Location identification data:
# # #
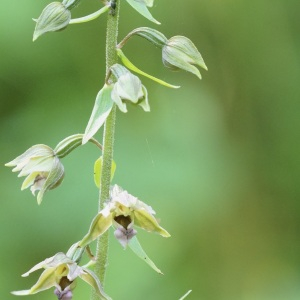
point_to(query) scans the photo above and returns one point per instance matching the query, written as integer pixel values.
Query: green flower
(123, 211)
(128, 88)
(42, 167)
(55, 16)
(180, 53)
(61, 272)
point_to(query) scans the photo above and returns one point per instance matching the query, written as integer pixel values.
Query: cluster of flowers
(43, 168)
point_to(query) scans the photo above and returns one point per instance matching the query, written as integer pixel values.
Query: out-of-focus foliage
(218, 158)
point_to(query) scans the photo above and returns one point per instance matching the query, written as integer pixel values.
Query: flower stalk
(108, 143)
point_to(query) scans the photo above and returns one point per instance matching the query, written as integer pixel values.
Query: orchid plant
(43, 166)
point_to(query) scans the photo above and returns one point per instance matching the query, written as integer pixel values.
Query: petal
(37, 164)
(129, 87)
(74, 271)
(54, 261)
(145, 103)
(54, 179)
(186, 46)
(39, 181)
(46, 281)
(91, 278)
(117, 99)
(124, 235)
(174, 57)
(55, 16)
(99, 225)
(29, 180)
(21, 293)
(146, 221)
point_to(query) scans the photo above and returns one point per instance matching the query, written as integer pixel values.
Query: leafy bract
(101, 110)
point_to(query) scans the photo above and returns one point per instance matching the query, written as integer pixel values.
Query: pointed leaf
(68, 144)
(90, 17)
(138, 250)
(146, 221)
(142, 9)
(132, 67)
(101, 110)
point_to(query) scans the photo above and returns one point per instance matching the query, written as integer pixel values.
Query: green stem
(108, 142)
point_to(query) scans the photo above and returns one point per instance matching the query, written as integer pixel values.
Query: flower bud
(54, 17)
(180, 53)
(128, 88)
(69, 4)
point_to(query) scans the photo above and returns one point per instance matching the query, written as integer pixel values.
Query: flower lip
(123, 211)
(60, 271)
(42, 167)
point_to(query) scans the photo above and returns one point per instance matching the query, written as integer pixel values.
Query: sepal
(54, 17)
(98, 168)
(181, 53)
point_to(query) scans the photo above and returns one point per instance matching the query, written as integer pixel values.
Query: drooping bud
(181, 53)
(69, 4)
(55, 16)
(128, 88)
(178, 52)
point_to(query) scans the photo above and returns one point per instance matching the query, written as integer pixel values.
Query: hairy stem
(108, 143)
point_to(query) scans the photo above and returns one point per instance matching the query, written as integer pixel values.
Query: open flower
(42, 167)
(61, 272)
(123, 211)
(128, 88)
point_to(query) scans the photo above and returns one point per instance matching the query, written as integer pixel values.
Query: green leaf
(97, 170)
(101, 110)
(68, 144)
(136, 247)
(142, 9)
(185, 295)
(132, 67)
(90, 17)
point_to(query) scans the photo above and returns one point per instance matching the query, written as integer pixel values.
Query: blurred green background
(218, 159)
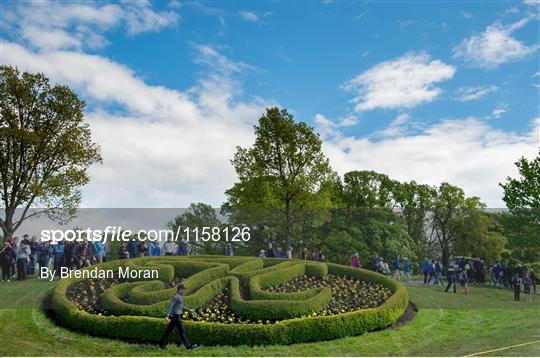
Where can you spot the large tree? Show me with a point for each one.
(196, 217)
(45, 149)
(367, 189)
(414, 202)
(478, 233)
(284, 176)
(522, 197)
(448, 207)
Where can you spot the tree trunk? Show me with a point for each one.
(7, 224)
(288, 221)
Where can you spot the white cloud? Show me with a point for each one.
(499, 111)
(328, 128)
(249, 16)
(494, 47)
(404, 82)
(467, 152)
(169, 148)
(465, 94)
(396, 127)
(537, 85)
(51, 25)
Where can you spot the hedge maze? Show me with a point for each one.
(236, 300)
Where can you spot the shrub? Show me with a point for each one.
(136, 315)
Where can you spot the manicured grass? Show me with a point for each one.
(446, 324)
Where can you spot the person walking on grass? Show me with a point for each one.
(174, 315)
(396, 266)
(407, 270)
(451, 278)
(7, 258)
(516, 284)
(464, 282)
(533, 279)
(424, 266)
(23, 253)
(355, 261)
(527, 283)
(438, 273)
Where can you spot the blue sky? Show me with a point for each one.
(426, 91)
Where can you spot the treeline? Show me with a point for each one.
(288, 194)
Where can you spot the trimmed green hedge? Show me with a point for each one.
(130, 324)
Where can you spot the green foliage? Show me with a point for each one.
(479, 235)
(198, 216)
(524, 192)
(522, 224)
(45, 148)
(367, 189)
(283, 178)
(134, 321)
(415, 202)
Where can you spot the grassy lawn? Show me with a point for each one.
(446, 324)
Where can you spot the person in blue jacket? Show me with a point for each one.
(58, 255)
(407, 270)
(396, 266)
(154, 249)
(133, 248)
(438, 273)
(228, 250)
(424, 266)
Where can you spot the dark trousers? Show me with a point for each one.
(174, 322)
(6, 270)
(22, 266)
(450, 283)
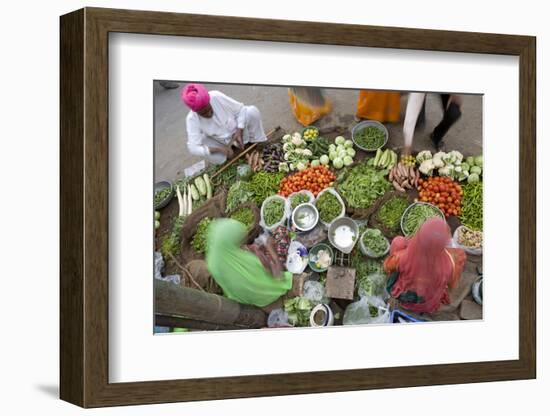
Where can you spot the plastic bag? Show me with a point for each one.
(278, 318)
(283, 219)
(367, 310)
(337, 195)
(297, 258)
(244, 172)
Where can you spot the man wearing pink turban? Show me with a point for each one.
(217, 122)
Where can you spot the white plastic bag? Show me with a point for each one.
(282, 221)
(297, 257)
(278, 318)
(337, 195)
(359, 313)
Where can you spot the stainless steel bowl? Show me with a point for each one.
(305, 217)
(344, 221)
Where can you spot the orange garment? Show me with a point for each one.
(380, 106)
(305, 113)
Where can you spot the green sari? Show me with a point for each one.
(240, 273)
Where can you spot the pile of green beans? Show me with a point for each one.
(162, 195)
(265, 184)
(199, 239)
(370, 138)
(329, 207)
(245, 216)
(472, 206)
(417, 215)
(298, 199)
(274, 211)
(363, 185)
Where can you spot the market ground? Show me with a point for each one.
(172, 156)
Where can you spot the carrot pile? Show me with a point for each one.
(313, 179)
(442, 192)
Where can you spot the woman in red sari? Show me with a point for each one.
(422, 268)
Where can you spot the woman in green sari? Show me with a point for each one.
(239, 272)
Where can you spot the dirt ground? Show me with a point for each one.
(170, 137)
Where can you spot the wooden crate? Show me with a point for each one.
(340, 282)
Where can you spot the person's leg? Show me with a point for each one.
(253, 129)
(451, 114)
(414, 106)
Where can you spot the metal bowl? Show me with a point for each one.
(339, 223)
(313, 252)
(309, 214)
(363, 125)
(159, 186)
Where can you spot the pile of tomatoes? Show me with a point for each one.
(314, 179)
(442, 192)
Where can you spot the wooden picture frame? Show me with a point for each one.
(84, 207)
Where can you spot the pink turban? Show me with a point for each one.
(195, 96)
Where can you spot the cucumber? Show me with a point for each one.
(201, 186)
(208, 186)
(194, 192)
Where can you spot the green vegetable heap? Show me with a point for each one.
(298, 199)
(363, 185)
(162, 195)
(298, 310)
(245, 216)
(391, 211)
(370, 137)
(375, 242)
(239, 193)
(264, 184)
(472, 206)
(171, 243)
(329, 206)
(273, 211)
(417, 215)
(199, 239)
# # #
**Task description**
Reproduce all of the data above, substituting "whole-number pixel coordinates" for "integer pixel values" and changing nothing else. Omit the pictures from your answer.

**Result below**
point_to(query) scans the photo above and returns one point per instance matching the query, written as whole-number pixel coordinates.
Query: green flower
(123, 211)
(128, 88)
(42, 167)
(55, 16)
(180, 53)
(61, 272)
point_to(query) scans the photo above and returns one point per instance matching the query, written as whole-number pixel coordinates.
Query: cluster of flowers
(43, 168)
point_to(query) scans the photo above and returns one point per instance matching the query, written as whole-number pixel coordinates.
Query: out-of-focus foliage
(218, 158)
point_to(query) scans the photo above and returns one point per instance matching the query, written as whole-number pixel coordinates.
Query: flower stalk
(108, 143)
point_to(query) scans the photo above and returns one point per instance matching the query, written as whole-number pixel coordinates.
Query: orchid plant
(43, 166)
point_to(query) scans the photo above and returns one point per instance matching the query, written as whole-number pixel coordinates.
Query: petal
(37, 164)
(129, 87)
(74, 271)
(54, 261)
(145, 103)
(54, 179)
(186, 46)
(39, 181)
(46, 281)
(91, 278)
(117, 99)
(124, 235)
(174, 57)
(55, 16)
(99, 225)
(29, 180)
(21, 293)
(146, 221)
point_to(query) scans the photo above and returns one point per instance matching the query, written as whole-number pixel coordinates.
Query: leafy bract
(101, 110)
point_to(query) scans the photo above and returns one point per instance matching the query, written as whole-number pixel coordinates.
Query: pointed leaf
(68, 144)
(90, 17)
(138, 250)
(146, 221)
(142, 9)
(132, 67)
(101, 110)
point_to(query) scans the photo above and returns one point per instance matching the query, written as whole-number pixel coordinates.
Query: green stem
(108, 142)
point_to(query) scans the photo above and returns one point per instance matching the query, written as whole-number pixel coordinates.
Query: flower bud
(54, 17)
(180, 53)
(128, 88)
(69, 4)
point_to(query) scans the photo above and returns one point per instance matching the query, written as whole-number pixel coordinates.
Query: flower lip
(123, 211)
(60, 271)
(42, 167)
point_to(query) scans the photo above and returns one point per instance matching the query, written as whole-number pixel coordinates.
Query: sepal
(54, 17)
(98, 168)
(181, 53)
point_to(query) scans the photo above and returns one point per instance matching the query, written as whole-number pixel coordinates.
Query: drooping bud
(181, 53)
(69, 4)
(55, 16)
(128, 88)
(178, 52)
point_to(query) scans the photo above and returns one point per instance matching the query, written as whole-number pixel coordinates.
Query: hairy stem
(108, 143)
point_to(query) scans the photo above and returns one point per instance matching the query, written as whole-number pixel coordinates.
Query: open flower
(42, 167)
(61, 272)
(123, 211)
(128, 88)
point_to(query) scans the photo above and returns one point per instance matching the query, written as whole-number pixel coordinates.
Query: green leaf
(97, 170)
(101, 110)
(68, 144)
(136, 247)
(142, 9)
(185, 295)
(132, 67)
(90, 17)
point_to(query) scans the photo above and returns one point per instance matching the query, written as whole-number pixel coordinates.
Query: blurred green background
(218, 159)
Where can you spot the large tree? Show me with a point for each one.
(196, 217)
(45, 149)
(367, 189)
(414, 202)
(478, 233)
(284, 176)
(522, 197)
(448, 207)
Where can you spot the tree trunk? Show me with a point for each one.
(7, 224)
(288, 221)
Where can you spot the white cloud? Show me with a point for each one.
(499, 111)
(328, 128)
(249, 16)
(494, 47)
(404, 82)
(467, 152)
(169, 148)
(465, 94)
(396, 127)
(537, 85)
(51, 25)
Where can you spot the hedge maze? Show me with a point for each one.
(236, 300)
Where can you spot the shrub? Show me with a point for each one.
(136, 315)
Where can you spot the manicured grass? Show me with a point for each one.
(446, 324)
Where can you spot the person walking on grass? Show me with a point for each one.
(174, 315)
(396, 266)
(407, 270)
(451, 278)
(7, 258)
(516, 284)
(464, 282)
(533, 279)
(424, 266)
(23, 253)
(355, 261)
(527, 283)
(438, 273)
Where can you spot the blue sky? Show me with a point for each one.
(426, 91)
Where can you spot the treeline? Show me with a point for each one.
(288, 194)
Where can you spot the trimmed green hedge? Show me with a point for each one.
(130, 324)
Where can you spot the green foliage? Show me with a point for each one.
(479, 235)
(198, 216)
(524, 192)
(522, 224)
(45, 148)
(367, 189)
(283, 178)
(134, 321)
(415, 202)
Where can you spot the grassy lawn? Show me with a point for each one.
(446, 324)
Where can you spot the person in blue jacket? Show me with a point for each one.
(58, 255)
(407, 270)
(396, 266)
(154, 249)
(133, 248)
(438, 273)
(228, 250)
(424, 266)
Where can you spot the dark trousers? Show me with a point for each one.
(174, 322)
(6, 270)
(22, 266)
(450, 283)
Where can you spot the plastic bag? Show me with a point for each one.
(278, 318)
(283, 219)
(367, 310)
(337, 195)
(297, 258)
(244, 172)
Where can you spot the man wearing pink turban? Show me with a point for each one.
(217, 122)
Where can you spot the white plastic bag? Show me with a point for each one.
(282, 221)
(297, 257)
(278, 318)
(337, 195)
(359, 313)
Where can you spot the stainless steel bowl? Show me with a point for each one.
(305, 217)
(344, 221)
Where can you spot the orange garment? Show me with a point for each one.
(380, 106)
(305, 113)
Where can you spot the green sari? Show me with a point for each one.
(240, 273)
Where can you spot the pile of green beans? Show me with a point for each one.
(162, 195)
(265, 184)
(199, 239)
(370, 138)
(329, 207)
(245, 216)
(472, 206)
(417, 215)
(298, 199)
(274, 211)
(363, 185)
Where can you spot the market ground? Show me with a point for each one.
(172, 156)
Where can you spot the carrot pile? Show me with a point for each one.
(313, 179)
(442, 192)
Where can you spot the woman in red sari? Show me with a point for each one.
(422, 268)
Where can you spot the woman in green sari? Show me with a point for each one.
(239, 272)
Where can you spot the dirt ground? Show me with a point for each one.
(170, 137)
Where can you spot the wooden crate? Show me with a point for each one.
(340, 282)
Where can you spot the person's leg? Show me with a point for each one.
(253, 129)
(451, 114)
(414, 106)
Where can you spot the metal bowl? Show me with a point for each one.
(339, 223)
(313, 252)
(309, 214)
(363, 125)
(159, 186)
Where can you spot the pile of tomatoes? Show me with a point for each one.
(314, 179)
(442, 192)
Where can you spot the wooden picture frame? Show me with a point for each one.
(84, 207)
Where can you spot the pink turban? Show me with a point for each one.
(195, 96)
Where can you spot the cucumber? Show me with a point for each one.
(201, 186)
(208, 186)
(194, 192)
Where can you spot the green vegetable heap? Show me with a point for each one.
(298, 199)
(363, 185)
(162, 195)
(298, 310)
(245, 216)
(391, 211)
(370, 137)
(375, 242)
(239, 193)
(264, 184)
(472, 206)
(171, 243)
(329, 206)
(273, 211)
(417, 215)
(199, 239)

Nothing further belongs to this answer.